- [SOURCE EXTRACT]
BEGIN

As Jimmy Buffett sang, "My occupational hazard is, my occupation's just not around."

42. onthemarketnow - March 12, 2010 at 10:34 pm

@ that1ndividual: I got an even better funding deal at my top-10 program 6 years ago, as did the rest of my PhD class. We were psyched! Now 90% of us are or will soon be unemployed. Grad school is a really enjoyable way to spend 5-6 years, but even being a top student at a top program isn't going to get you job in academia. Everyone thinks they'll be the exception because they're really, really smart and talented. But everyone else in all those other top-20 schools are really smart and talented too and there simply aren't enough jobs for every well qualified candidate to have one. This is a mathematical reality. By all means, go to grad school--it's great!--but spend your time there planning for a non-academic career. You shouldn't listen to an anonymous internet poster though--when you get to campus in the Fall track down a 5th or 6th year graduate student, ask them about the market, and listen well.

43. ignoramus - March 12, 2010 at 10:39 pm

"Poverty has been reckoned the crowning beauty of many a heroic career."

~William James, from "What Makes a Life Significant"

44. zefelius - March 12, 2010 at 11:30 pm


Your historical and anthropological perspective is helpful, and I thought it was articulated quite nicely.

Still, I find this issue being perpetually framed by the wrong questions, and thus the wrong set of opposing views which subconsciously reinterate the false presuppositions attending those questions and issues. Thus, when you conclude "It's a fantasy out of the past, not current economic or social reality," I think once again the mark has been missed, as I alluded above in comments #1 and #34.

Whether or not young graduate students are following such a fantasy deflects our attention from a more pressing matter (albeit one which subsumes the former): just as K-12 is continuing to suffer today partly as a result of the low prestige of teachers, and our inability to fire the bad ones (see this week's Newsweek), U.S. higher education will continue its downfall as long as we fill classrooms with low paid adjuncts who have neither prestige nor power. If they don't even have the power to give students low grades for bad work, the future of education is in severe straits, especially considering that the percentage of adjuncts is now more than 70% in the U.S.

END

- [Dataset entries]

BEGIN

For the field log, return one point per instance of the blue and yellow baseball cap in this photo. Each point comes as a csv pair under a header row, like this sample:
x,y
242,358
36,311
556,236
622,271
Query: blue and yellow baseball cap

END

- [BRIEF 1] Reproduce the comment thread word for word from "Still, I find" to "#1 and #34.".
- [BRIEF 2] In the comment thread, which William James work is the quotation about poverty taken from?
The dataset entries play no role in this work.

- [WRITTEN REPLY 1]
Still, I find this issue being perpetually framed by the wrong questions, and thus the wrong set of opposing views which subconsciously reinterate the false presuppositions attending those questions and issues. Thus, when you conclude "It's a fantasy out of the past, not current economic or social reality," I think once again the mark has been missed, as I alluded above in comments #1 and #34.

- [WRITTEN REPLY 2] "What Makes a Life Significant"